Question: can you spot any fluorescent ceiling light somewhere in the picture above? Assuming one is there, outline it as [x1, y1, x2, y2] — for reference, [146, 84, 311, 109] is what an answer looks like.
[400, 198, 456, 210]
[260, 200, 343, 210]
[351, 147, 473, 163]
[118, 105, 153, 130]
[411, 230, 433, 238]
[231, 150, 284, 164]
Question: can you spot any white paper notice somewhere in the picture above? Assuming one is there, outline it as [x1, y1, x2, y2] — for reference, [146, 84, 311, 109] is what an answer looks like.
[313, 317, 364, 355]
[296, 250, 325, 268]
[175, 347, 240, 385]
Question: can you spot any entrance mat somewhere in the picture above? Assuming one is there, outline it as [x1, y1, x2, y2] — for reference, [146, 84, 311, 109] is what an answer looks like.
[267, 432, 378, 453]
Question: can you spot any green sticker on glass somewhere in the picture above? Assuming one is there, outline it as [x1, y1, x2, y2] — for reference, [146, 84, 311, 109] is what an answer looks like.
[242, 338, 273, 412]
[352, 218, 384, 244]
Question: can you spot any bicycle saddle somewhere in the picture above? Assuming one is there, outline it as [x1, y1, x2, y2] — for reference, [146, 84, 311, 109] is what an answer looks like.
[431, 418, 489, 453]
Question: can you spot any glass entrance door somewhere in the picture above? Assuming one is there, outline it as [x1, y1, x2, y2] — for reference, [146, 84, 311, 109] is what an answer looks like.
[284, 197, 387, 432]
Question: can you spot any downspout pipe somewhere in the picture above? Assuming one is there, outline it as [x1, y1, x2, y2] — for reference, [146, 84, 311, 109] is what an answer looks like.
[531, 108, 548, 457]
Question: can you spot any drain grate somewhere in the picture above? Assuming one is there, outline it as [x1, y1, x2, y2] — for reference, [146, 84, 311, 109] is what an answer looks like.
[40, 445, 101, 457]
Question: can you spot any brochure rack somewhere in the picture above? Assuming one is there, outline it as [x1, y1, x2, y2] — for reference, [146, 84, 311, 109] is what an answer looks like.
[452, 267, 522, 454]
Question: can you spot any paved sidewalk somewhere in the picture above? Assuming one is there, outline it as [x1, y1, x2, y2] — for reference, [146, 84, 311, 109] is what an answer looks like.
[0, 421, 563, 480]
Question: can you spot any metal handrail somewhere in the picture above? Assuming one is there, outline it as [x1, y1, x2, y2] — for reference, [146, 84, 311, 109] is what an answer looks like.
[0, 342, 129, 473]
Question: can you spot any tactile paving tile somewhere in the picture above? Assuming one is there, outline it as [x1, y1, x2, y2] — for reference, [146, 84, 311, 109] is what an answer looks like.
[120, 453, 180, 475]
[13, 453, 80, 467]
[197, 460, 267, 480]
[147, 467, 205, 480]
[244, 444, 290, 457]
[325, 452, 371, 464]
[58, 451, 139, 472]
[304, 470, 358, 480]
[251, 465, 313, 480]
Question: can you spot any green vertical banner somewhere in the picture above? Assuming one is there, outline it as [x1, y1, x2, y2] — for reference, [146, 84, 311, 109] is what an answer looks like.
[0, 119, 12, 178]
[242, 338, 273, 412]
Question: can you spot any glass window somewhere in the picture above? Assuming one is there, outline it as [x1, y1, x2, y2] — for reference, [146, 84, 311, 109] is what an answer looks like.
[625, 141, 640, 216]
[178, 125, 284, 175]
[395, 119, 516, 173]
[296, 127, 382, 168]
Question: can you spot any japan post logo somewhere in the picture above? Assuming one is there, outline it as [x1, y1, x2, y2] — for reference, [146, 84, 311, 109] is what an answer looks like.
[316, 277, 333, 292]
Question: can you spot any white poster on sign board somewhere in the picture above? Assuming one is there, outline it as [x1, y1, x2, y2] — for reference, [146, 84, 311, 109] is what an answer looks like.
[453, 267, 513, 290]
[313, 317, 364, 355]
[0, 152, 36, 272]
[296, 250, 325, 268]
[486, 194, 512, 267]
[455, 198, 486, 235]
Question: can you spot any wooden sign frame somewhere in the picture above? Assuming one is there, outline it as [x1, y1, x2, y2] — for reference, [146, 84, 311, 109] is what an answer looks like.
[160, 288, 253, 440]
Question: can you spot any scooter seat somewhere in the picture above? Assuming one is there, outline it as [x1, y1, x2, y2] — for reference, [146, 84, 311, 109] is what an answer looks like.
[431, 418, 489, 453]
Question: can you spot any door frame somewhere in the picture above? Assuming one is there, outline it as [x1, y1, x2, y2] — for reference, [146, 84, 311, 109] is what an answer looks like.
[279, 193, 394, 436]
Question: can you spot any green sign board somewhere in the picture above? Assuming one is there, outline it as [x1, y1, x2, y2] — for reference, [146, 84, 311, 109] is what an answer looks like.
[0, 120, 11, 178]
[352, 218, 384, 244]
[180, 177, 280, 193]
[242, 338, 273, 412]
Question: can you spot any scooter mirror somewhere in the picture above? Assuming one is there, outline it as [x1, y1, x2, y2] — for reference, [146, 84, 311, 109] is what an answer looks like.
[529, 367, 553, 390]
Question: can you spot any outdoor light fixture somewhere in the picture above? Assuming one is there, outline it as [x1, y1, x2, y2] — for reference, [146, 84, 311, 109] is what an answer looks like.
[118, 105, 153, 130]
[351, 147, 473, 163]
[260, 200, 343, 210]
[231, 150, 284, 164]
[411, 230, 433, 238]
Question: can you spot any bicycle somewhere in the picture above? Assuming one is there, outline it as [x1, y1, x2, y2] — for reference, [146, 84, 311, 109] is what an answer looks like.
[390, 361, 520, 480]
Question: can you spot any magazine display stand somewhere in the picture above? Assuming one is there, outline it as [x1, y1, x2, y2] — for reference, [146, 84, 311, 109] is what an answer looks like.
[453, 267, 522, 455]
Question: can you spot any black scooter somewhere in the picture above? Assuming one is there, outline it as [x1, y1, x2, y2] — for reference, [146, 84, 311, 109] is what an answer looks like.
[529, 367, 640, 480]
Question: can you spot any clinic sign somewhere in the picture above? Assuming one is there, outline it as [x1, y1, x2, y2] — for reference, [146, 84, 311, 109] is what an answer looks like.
• • •
Recite the full listing above exactly.

Question: can you spot any fluorescent ceiling light somewhere in the picture above? Assuming one is there, outline it as [x1, y1, x2, y2] — for reference, [146, 84, 311, 109] is what an answer looks like.
[400, 198, 456, 210]
[260, 200, 343, 210]
[351, 147, 473, 163]
[118, 105, 153, 130]
[411, 230, 433, 238]
[231, 150, 284, 164]
Question: can you spot any white paper notice somewhere in the picture above? Assuming one is there, outline it as [x1, y1, x2, y2] — for reference, [146, 84, 311, 109] is what an answer looks like.
[313, 317, 364, 355]
[296, 250, 325, 268]
[175, 347, 240, 385]
Question: can you spot any entrance mat somewhere in the picture above? Assuming one is there, outline it as [x1, y1, x2, y2] — for reference, [146, 84, 311, 109] is what an answer looks like.
[267, 432, 378, 453]
Question: can you spot any green sticker on glass somewhere in the picture above? Assuming one is there, outline it as [x1, y1, x2, y2] — for reference, [146, 84, 311, 109] is what an answer looks like.
[242, 338, 273, 412]
[352, 218, 384, 244]
Question: can you spot any bicycle saddle somewhere in the picture above? Assuming one is there, outline it as [x1, y1, x2, y2] — for reference, [146, 84, 311, 109] is what an answer looks like.
[431, 418, 489, 453]
Question: can you spot any glass entrance door somewhere in the picture above? Assuming one is there, outline it as [x1, y1, x2, y2] — for reference, [146, 84, 311, 109] is what an answer looks like.
[284, 197, 387, 432]
Question: can you spot any downspout pipe somewhere in the picture above? Assuming one is there, outline it as [x1, y1, x2, y2] — for reference, [146, 84, 311, 109] is what an answer looks like.
[531, 108, 548, 457]
Question: can you spot any drain grate somewhere in the picture above? Assuming one is there, outline it as [x1, y1, x2, y2] — for reference, [146, 84, 311, 109] is what an answer looks like.
[40, 445, 101, 457]
Question: can you spot any brochure rack somewhere in the picture above? Assuming one is there, outline it as [x1, y1, x2, y2] — for reference, [146, 84, 311, 109] is what an answer looks like.
[452, 267, 522, 454]
Question: can you spot any paved sidewalk somewhere in the picture above? Assuming one is there, outline it as [x1, y1, x2, y2] — for reference, [146, 84, 311, 109] is what an answer looks like.
[0, 421, 563, 480]
Question: can you spot any metal handrail somewhere in the picture above? Assuming one is there, outline it as [x1, y1, x2, y2] — for reference, [146, 84, 311, 109] is what an answer looks like.
[0, 342, 129, 473]
Question: can you spot any tactile paving tile somewhere in the picture above? Assuming one is there, outline it as [x1, y1, x2, y2] — for reference, [146, 84, 311, 109] is what an answer looks like.
[120, 453, 180, 475]
[13, 453, 80, 467]
[197, 460, 267, 480]
[147, 467, 205, 480]
[244, 444, 290, 457]
[325, 452, 371, 464]
[58, 451, 139, 472]
[304, 470, 358, 480]
[251, 465, 313, 480]
Question: can you spot any green vertical banner somewhere in the picture above? Assuming one is there, outline it as [x1, y1, x2, y2] — for reference, [146, 84, 311, 109] is what an answer looks like.
[0, 119, 12, 178]
[242, 338, 273, 412]
Question: can you spot any glass window somewhere in the picture above? Assuming one is there, outline it as [x1, y1, x2, y2] — for reference, [146, 84, 311, 109] is what an answer looks like.
[625, 141, 640, 216]
[178, 125, 284, 175]
[395, 119, 516, 173]
[296, 127, 382, 168]
Question: can you spot any japan post logo somewhere in the picture above? Assuming one is there, outline it as [x1, y1, x2, y2] — for reference, [146, 84, 311, 109] is what an answer looks like.
[316, 277, 333, 292]
Question: can you spot any white poster on sign board somewhere in the picture above? Assuming one is there, outline it as [x1, y1, x2, y2] — for reference, [146, 84, 311, 109] is what an answer looks like.
[453, 267, 513, 290]
[313, 317, 364, 355]
[0, 152, 36, 272]
[296, 250, 325, 268]
[486, 194, 512, 267]
[455, 198, 486, 235]
Question: can you spot any wooden sign frame somewhere in the picture above? Assuming one is there, outline it as [x1, y1, x2, y2] — for reference, [146, 84, 311, 109] is what an answer looks like.
[160, 288, 253, 440]
Question: can you spot any scooter seat somewhere in the picture above? Assuming one is there, outline it as [x1, y1, x2, y2] — for reference, [146, 84, 311, 109] is what an answer looks like.
[431, 418, 489, 453]
Question: can you spot any door frame somewhere in the picture above? Assuming one is there, outline it as [x1, y1, x2, y2] — for reference, [146, 84, 311, 109] is what an answer looks like.
[279, 193, 394, 436]
Question: can you spot any green sign board somewhere in the picture above? Assuming one is there, outline it as [x1, y1, x2, y2] — for reference, [146, 84, 311, 109] is what an answer looks like.
[0, 120, 11, 178]
[352, 218, 384, 244]
[180, 177, 280, 193]
[242, 338, 273, 412]
Question: can you spot any scooter mirror somewhere in the picture above? Assuming one is there, outline it as [x1, y1, x2, y2] — for reference, [146, 84, 311, 109] is what an answer looks like.
[529, 367, 553, 390]
Question: can you spot any outdoor light fixture somewhere in the picture above? Assuming one is there, outline it as [x1, y1, x2, y2] — for reference, [146, 84, 311, 109] is what an answer looks like.
[118, 105, 153, 130]
[351, 147, 473, 163]
[260, 200, 343, 210]
[231, 150, 284, 164]
[411, 230, 433, 238]
Question: can you spot any bicycle somewhere in the picture above? Assuming one is there, outline it as [x1, y1, x2, y2] — for reference, [146, 84, 311, 109] is what an answer looks like.
[390, 361, 520, 480]
Question: can you spot any magazine display stand somewhere in the picture above? Assuming one is there, outline it as [x1, y1, x2, y2] — for reference, [146, 84, 311, 109] is what an answer looks like.
[453, 267, 522, 455]
Question: can you spot any black scooter somewhere in the picture above? Assuming one is there, outline it as [x1, y1, x2, y2] — for reference, [146, 84, 311, 109] is what an answer looks like.
[529, 367, 640, 480]
Question: can you spot any clinic sign somewhere in the picture above? Assuming one is there, outline it as [x1, y1, x2, y2] — for reference, [146, 84, 311, 109] is what an answer looks like.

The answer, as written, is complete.